┌────────
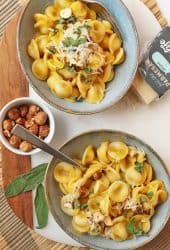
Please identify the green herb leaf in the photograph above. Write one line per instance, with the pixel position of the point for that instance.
(143, 199)
(150, 194)
(139, 167)
(131, 229)
(69, 41)
(26, 182)
(52, 49)
(41, 207)
(15, 187)
(78, 31)
(88, 70)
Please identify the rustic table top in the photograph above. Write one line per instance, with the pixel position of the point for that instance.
(14, 234)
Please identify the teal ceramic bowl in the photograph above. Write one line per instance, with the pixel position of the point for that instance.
(124, 73)
(74, 148)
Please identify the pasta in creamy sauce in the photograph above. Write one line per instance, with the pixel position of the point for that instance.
(113, 194)
(74, 51)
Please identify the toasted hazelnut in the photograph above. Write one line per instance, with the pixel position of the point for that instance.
(34, 129)
(41, 118)
(29, 117)
(44, 131)
(29, 123)
(23, 110)
(20, 121)
(25, 146)
(13, 114)
(8, 124)
(7, 133)
(15, 141)
(33, 109)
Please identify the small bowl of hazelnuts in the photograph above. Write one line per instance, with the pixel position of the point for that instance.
(34, 116)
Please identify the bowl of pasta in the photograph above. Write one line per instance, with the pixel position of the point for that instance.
(76, 59)
(119, 196)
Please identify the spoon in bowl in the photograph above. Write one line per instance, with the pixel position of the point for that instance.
(25, 135)
(102, 13)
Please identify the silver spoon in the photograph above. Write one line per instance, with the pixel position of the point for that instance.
(103, 13)
(25, 135)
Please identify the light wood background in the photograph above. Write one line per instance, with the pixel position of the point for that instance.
(14, 235)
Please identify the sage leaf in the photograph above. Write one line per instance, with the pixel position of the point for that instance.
(36, 170)
(15, 187)
(26, 182)
(41, 207)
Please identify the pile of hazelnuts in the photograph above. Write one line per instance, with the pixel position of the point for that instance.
(32, 118)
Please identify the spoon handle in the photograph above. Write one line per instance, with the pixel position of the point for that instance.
(25, 135)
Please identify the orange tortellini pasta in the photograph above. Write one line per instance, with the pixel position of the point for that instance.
(113, 194)
(73, 42)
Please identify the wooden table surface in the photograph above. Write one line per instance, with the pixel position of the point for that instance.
(14, 234)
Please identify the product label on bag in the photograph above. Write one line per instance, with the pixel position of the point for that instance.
(155, 64)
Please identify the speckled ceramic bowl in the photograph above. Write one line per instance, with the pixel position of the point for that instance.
(124, 73)
(74, 148)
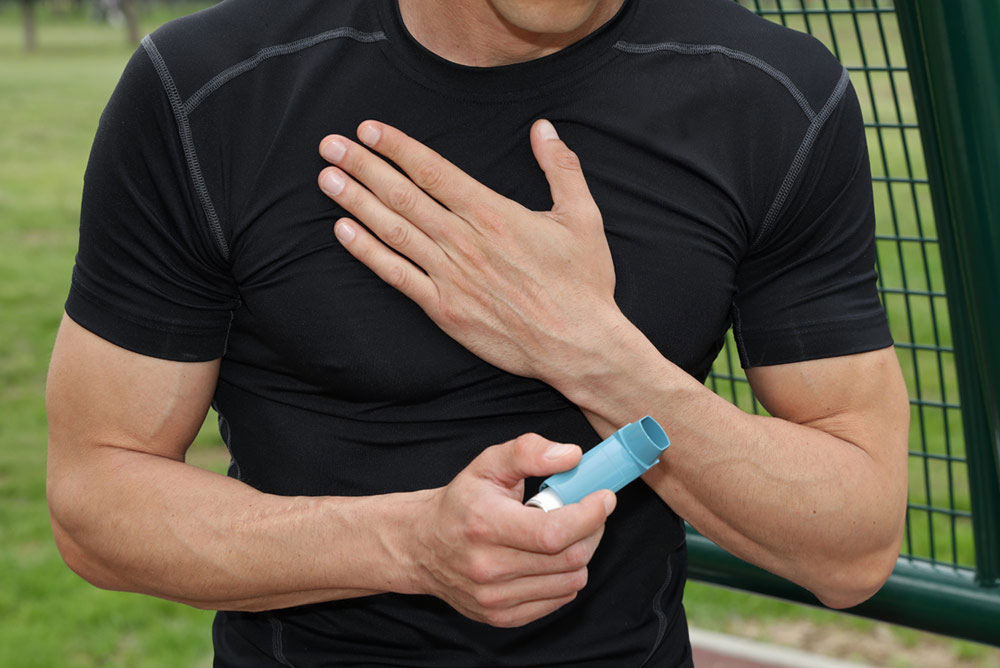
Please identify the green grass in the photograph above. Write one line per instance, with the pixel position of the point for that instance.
(50, 102)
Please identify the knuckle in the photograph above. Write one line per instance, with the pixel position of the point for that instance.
(524, 444)
(427, 175)
(578, 555)
(475, 528)
(401, 197)
(397, 236)
(567, 159)
(397, 277)
(488, 217)
(483, 571)
(451, 314)
(468, 249)
(551, 539)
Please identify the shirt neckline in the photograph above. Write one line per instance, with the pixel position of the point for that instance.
(499, 81)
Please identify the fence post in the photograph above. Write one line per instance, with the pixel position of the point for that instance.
(953, 55)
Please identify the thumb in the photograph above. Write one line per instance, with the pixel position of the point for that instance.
(562, 169)
(526, 456)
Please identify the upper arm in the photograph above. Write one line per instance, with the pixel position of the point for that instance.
(100, 395)
(859, 398)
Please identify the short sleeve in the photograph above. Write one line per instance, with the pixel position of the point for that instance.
(807, 287)
(149, 276)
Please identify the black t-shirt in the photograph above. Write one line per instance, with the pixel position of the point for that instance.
(727, 156)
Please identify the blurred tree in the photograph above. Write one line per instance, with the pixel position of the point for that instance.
(127, 8)
(30, 30)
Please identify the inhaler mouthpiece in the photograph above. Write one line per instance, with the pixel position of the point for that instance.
(611, 464)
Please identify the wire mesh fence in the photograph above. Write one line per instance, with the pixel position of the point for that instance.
(864, 35)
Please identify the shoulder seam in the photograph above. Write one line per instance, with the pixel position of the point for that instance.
(698, 49)
(801, 154)
(187, 143)
(250, 63)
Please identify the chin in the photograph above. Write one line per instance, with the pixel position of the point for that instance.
(546, 16)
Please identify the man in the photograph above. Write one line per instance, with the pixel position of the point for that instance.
(361, 372)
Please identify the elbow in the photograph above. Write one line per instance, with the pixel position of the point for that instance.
(852, 583)
(77, 558)
(68, 527)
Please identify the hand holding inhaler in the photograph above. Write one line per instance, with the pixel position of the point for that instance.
(611, 464)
└────────
Exercise details: Could you repeat all of the material exactly? Pictures should not be copied.

Solution:
Please identify the green herb leaf in the photograph above. Write one line per instance, with the pixel position of the point for that instance.
(143, 199)
(150, 194)
(139, 167)
(131, 229)
(69, 41)
(26, 182)
(52, 49)
(41, 207)
(15, 187)
(78, 31)
(88, 70)
Please identify the rustic table top in the photograph above. Write one line per instance, with the pixel position of the point for that instance.
(14, 234)
Please identify the teal ceramic bowl in the photograph above. Write one line per instance, with the pixel position of the point for that instance.
(124, 73)
(74, 148)
Please identify the pasta in creamy sauce in the photograph above. Write one line per instance, with the pixel position of the point for that instance.
(113, 194)
(74, 51)
Please identify the toasted hazelnut in the photograph above. Write one line per instance, with the pixel position of the point for that instance.
(34, 129)
(41, 118)
(29, 117)
(44, 131)
(29, 123)
(23, 110)
(20, 121)
(25, 146)
(13, 114)
(8, 124)
(7, 133)
(15, 141)
(33, 109)
Please identify the small bowl of hazelnuts in the photograph above. Write one line per instance, with the pixel position of the point for that instance.
(34, 116)
Please identify the bowl of pasta in the photograph above. Write one line per instance, with the pixel position of the point for that instance.
(76, 59)
(119, 196)
Please identify the spoon in bowl in the photograph above. Write one line per instance, with the pixel position of the point for that instance.
(25, 135)
(102, 13)
Please identify the silver spoon in the photograph above. Write one line per instance, with the pixel position of the point for that instance.
(103, 13)
(25, 135)
Please identify the light wood background in the photograph above. Write one line per instance, with the pixel position of the point for that instance.
(14, 235)
Please identify the sage leaf in the photograph above. Write one line per instance, with the pixel position of the point for that instance.
(36, 170)
(15, 187)
(26, 182)
(41, 207)
Please identify the pile of hazelnuts in the photograph above. Write one line per instance, with the pixel position of the point for that instance.
(32, 118)
Please identify the spoon handle in the photograph above. Write one line per instance, with the pixel position of the point for that instance.
(25, 135)
Please identify the orange tortellini pasta in the photograph above. Write one line per instance, with the pixel position of the point for that instance.
(113, 194)
(73, 42)
Please identify the wooden table surface in the photograph above. Write one line per instance, with the pixel position of the point for that instance.
(14, 234)
Please identify the product label on bag in the photograph above. Write one line per instance, with the pixel position of the point for that instance.
(155, 64)
Please identify the speckled ceramic bowl in the photograph above. Write one line per instance, with the pixel position of the point for that instance.
(124, 73)
(74, 148)
Please identify the green grass in the photograph above. Write one line per instance, with the pixel position of the point for that instance.
(50, 102)
Please identify the knuckle in the photograph above. Write one line per instance, with the pixel position of the point for that instance.
(524, 444)
(427, 175)
(578, 555)
(475, 528)
(401, 197)
(397, 236)
(567, 159)
(397, 277)
(488, 217)
(483, 571)
(451, 314)
(468, 249)
(551, 539)
Please identify the shirt neckline in the photograph above. Write one line per instance, with the pixel position of the point for that instance.
(499, 81)
Please identify the fence post in the photograph above. Write one line per instance, with the pixel position of the point for that instance.
(953, 55)
Please identify the thumb in the photograph above. Write one line per instance, with the pixel position of the point for that instance.
(562, 169)
(526, 456)
Please identify the upper arm in the photograph above. Write one line per instance, with the pixel position of the point for that instance.
(100, 395)
(859, 398)
Please identify the short sleeve in the photograph above. Write one line per instance, with the pixel position of the point for that instance.
(807, 287)
(149, 276)
Please identify the black t-shirt in the photograph above. Write one line per instance, with the pixel position of the point for that instance.
(727, 156)
Please identify the blurred tree in the photograph above. Write one line per instance, with the pixel position of the point for that instance.
(127, 8)
(30, 30)
Please identify the inhaler mouthpiece in the photograph above. Write one line per instance, with the pixel position of the point for that instance.
(611, 464)
Please identify the wire mesh fence in the photograph above. Write one line per instance, with the pixel position of the point for that instance.
(864, 35)
Please identify the shoulder seam in the photograph above. Write one line per instance, with the pixel position of the point for that instance.
(698, 49)
(801, 154)
(187, 143)
(250, 63)
Please identify the chin in the photograph above. Write one line per instance, with the pixel position of the point for that instance.
(546, 16)
Please identify the man in the photograph above. Write one line per instance, with the pixel position of the point for that instance.
(361, 372)
Please identify the elbow in the photograph above. Write one line per instance, with the pixel position of the point for that instance.
(852, 583)
(77, 558)
(68, 527)
Please identify the hand holding inhaler in the photograph above. Write one line per instance, with the pixel position of the point for that instance.
(611, 464)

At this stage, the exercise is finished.